# Text section
--- Begin ---

It's not bad, but it's about black rated (green for nature gimmicks perhaps), at most. It's nice enough. It clerics, with some gimmicks. They're not even very nice gimmicks, but cantriping people into Spirit Guardians or Spike Growth is probably worth it, to save a feat. You'll do it all the time. Maybe green...
(Weirdly enough, just due to Wind Wall. Mini-chain-lightning is always funny to use, until you get in close enough for SG and thornwhip. Clerics can't blow slots quite like druids can, but neither of them get anything like Wind Wall for grid-play targeting, ever again. Its a pity you can't upcast it. Ask your DM if you can +1d8 upcast it. It still sucks, it's just fun to use. Tell him your God said you can upcast it 😋
It's a pity they didn't give Tidal Wave at lvl5. Now *there's* a targetable druid spell...
Tell your DM your God said you can upcast that too.)


((AC, even on deadly encounters, tends to be in the range of 18-21. I still can't understand the low rating for War. Turning a 2-9 roll into "yep, that hit with proficiency and stats, so add all the things a PC does on a roll-to-hit after that" is a hell of a lot better than red. About a 50-50% chance it'll come up in many combats, even in the hardest or deadliest of campaigns, or the lightest. And, even with unlimited Absorb Elements, Nature is probably only black rated. Funny old world, on how people perceive some things.
Even on standard stuff, a roll of 1-7 (with +3PB, +1 magic weapon, and +4stat, optimised build, so 15 total max) is often a miss in late tier 2/ early tier 3 play. So a 33'ish% chance, over two characters, for two turns, that any attack will miss. Maths-wise, you will save one attack that will be lost, per combat encounter, at least. Which is 10-20'ish+ damage output, for each attack saved by your CD.

How often does the first two turns of combat come up? Every single combat, and you'd like everything your party does to hit when they do, so it happens properly. How often does elemental damage come up? Pretty regularly, later on, when you've got plenty of spell slots and HP for it, but not every combat, so having unlimited single target resistance to it isn't as heavily weighted as you'd think it would be, in my regards for it.))

Schwann145
2022-02-26, 06:41 AM
I always find Life and Grave to be rated lower than they should be, IMO.

With Life, too many people sleep on the spell list. Is it boring? Kinda. Is it entirely in-class? Yes. But unlike other domains with primarily in-class spell lists, Life is giving you spells you want prepared anyway. That frees up a ton of room for more interesting, or niche, spell selections for your daily preps.
One of the most important things a Cleric of any domain can be expected to do is things like Lesser Restoration and Revivify. No matter your Domain, you're probably using Spiritual Weapon and Bless. And you never, ever, have to worry about those spells taking up your slots. That's huge. Niche spells may be niche, but the Life Cleric is the most likely to have them when they're needed, because everyone else was too busy preparing the necessary/typical spells.

--- End ---

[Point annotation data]
--- Begin ---

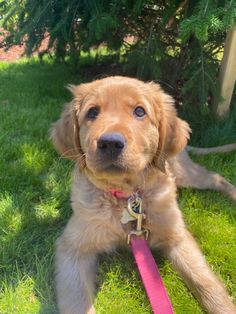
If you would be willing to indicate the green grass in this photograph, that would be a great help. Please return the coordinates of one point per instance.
(34, 204)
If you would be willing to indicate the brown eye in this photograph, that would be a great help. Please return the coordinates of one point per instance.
(92, 113)
(139, 112)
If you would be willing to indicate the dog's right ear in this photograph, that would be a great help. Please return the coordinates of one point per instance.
(63, 133)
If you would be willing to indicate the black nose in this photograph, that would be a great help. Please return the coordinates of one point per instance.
(111, 144)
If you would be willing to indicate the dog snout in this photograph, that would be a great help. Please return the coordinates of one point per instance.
(111, 145)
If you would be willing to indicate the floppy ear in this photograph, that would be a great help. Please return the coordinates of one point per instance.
(65, 132)
(173, 131)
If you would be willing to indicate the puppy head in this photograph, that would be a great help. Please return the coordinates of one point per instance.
(119, 126)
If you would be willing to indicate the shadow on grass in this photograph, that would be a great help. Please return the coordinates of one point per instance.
(36, 181)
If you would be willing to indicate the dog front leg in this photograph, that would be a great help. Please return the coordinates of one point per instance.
(75, 279)
(190, 263)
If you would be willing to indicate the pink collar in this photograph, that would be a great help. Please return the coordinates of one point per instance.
(120, 194)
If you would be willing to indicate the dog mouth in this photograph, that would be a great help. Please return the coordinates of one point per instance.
(110, 167)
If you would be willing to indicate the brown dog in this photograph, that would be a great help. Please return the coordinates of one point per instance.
(124, 134)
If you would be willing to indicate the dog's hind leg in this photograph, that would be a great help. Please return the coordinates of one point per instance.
(190, 174)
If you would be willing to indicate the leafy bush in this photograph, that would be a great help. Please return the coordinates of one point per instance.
(178, 43)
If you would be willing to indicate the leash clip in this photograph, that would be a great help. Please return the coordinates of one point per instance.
(135, 210)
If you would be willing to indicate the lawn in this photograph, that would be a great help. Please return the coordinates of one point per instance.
(34, 203)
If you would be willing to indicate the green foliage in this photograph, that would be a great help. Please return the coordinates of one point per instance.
(34, 203)
(176, 42)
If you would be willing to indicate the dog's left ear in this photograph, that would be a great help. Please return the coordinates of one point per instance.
(173, 131)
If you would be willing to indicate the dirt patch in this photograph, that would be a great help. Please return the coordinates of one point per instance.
(17, 51)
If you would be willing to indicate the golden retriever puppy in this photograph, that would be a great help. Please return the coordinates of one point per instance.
(121, 133)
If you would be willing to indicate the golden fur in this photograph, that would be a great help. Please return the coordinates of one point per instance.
(150, 154)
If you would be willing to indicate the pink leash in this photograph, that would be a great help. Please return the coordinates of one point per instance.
(151, 277)
(147, 267)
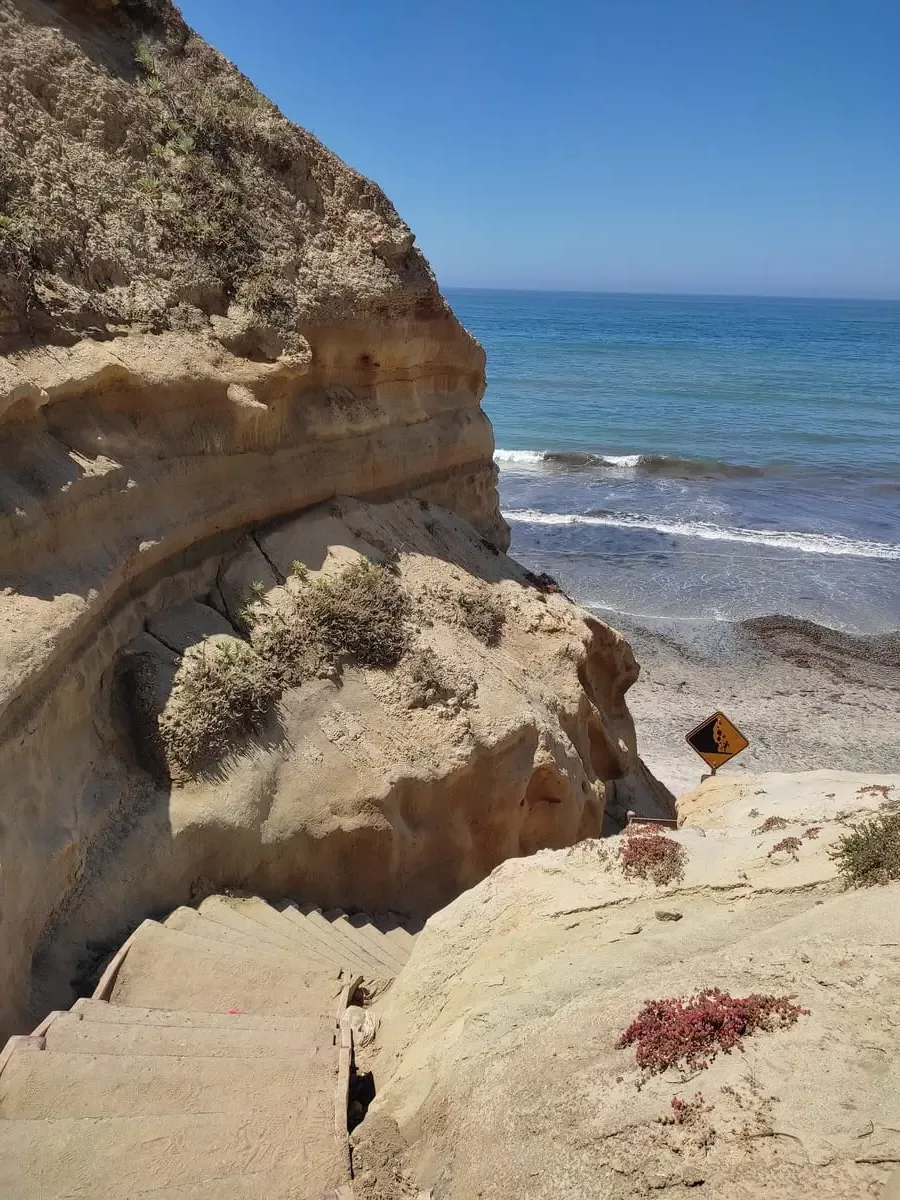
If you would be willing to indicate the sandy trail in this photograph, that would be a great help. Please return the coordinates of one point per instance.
(808, 697)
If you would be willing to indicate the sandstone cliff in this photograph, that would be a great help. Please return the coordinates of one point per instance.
(208, 324)
(499, 1068)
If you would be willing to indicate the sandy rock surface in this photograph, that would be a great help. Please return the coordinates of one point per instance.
(208, 322)
(498, 1071)
(382, 789)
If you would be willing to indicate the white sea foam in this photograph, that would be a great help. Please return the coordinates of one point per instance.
(623, 460)
(786, 539)
(537, 456)
(522, 456)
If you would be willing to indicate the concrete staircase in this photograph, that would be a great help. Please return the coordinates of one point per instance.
(210, 1063)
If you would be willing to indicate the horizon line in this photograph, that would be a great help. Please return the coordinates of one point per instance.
(693, 295)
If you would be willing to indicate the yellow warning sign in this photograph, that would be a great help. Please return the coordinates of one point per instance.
(717, 739)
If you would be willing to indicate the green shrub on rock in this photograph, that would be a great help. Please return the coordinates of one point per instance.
(870, 852)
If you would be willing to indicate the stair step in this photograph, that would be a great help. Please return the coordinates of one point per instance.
(99, 1012)
(367, 963)
(167, 969)
(189, 921)
(125, 1157)
(71, 1035)
(221, 911)
(365, 925)
(269, 918)
(323, 936)
(51, 1084)
(372, 943)
(311, 936)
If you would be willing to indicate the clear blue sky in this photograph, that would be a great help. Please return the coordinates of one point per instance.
(642, 145)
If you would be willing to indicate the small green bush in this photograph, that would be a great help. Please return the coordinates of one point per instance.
(483, 615)
(223, 693)
(360, 612)
(870, 852)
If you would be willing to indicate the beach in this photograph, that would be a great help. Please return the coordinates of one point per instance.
(718, 479)
(805, 696)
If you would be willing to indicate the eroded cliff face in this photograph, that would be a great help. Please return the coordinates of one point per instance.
(502, 1039)
(209, 323)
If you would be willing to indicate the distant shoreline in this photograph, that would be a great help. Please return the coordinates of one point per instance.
(807, 696)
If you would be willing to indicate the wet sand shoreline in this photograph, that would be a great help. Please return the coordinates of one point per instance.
(807, 696)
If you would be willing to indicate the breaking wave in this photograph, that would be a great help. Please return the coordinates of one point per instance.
(672, 466)
(786, 539)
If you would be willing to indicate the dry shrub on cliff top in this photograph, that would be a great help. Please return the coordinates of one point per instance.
(360, 613)
(223, 693)
(691, 1032)
(870, 852)
(647, 853)
(483, 615)
(226, 691)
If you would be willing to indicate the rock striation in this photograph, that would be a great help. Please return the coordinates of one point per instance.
(208, 325)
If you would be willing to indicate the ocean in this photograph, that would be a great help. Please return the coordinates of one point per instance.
(689, 457)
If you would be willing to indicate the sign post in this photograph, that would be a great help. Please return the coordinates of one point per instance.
(717, 741)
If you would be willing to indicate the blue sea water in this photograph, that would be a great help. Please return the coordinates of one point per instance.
(700, 457)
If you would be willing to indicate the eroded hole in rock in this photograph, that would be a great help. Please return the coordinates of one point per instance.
(360, 1096)
(547, 816)
(605, 756)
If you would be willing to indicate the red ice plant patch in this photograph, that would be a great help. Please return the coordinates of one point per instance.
(771, 823)
(645, 853)
(693, 1031)
(790, 845)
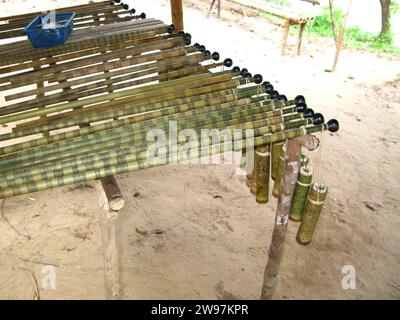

--- End ---

# What this exercise asks
**a)** Based on the forum discussion of cleric domains, decide whether each statement agrees with it: (i) The first post puts AC on deadly encounters in the range of 18-21. (ii) Schwann145 finds Life and Grave rated higher than they should be. (iii) Schwann145 says the Life spell list is entirely in-class. Answer yes or no for each and quote the words that decide it.
**b)** List every spell named in Schwann145's post in the forum discussion of cleric domains.
**c)** Continue Schwann145's post in the forum discussion of cleric domains, starting after its last sentence.

# Response list
**a)**
(i) Yes: "AC, even on deadly encounters, tends to be in the range of 18-21."
(ii) No: "I always find Life and Grave to be rated lower than they should be, IMO."
(iii) Yes: "Is it entirely in-class? Yes."

**b)** Lesser Restoration, Revivify, Spiritual Weapon, Bless

**c)**
With Grave, it bucks traditional "Cleric wisdom" and I think that throws people off. You have to go into it with a different strategy.
Spells
Lots of off-list options, which is good. However, some underwhelming choices, which is unfortunate. Let's take a look:
Bane•False Life - Both really solid spells. Bane remains pretty effective through midgame while False Life is mostly valuable early on, but since it's a freebie you lose nothing for having it.
Gentle Repose•Ray of Enfeeblement - GR is probably going to end up a flavor spell, but against savvy DMs it's very valuable (but I doubt most modern D&D players can handle a DM that would make Gentle Repose valuable, so it's fair to consider it a weak option). Ray, however, is solid - effectively give everyone resistance to relevant enemy attacks. Con save every round is unfortunate, but teamwork can make that less of an issue.
Revivify•Vampiric Touch - Both very solid spells. Never have to worry about having Revivify prepared, and VT is great value.
Blight•Death Ward - Blight is solid damage but on a bad save, and the kicker is basically worthless (thanks devs; maybe print some more plant creatures, eh?). It's a free damage option though, so very good if you pick your target with some thought. Death Ward is the first spell I'm just flat-out disappointed with. In earlier editions, it was invaluable, but 5e is such a "safe" edition that it's value is basically entirely gone. Healing is super easy, dying has never been harder, and save-or-die spells are incredibly nerfed, so protections from them are weaker than ever. This should be a good spell, but edition design choices have hampered it big time.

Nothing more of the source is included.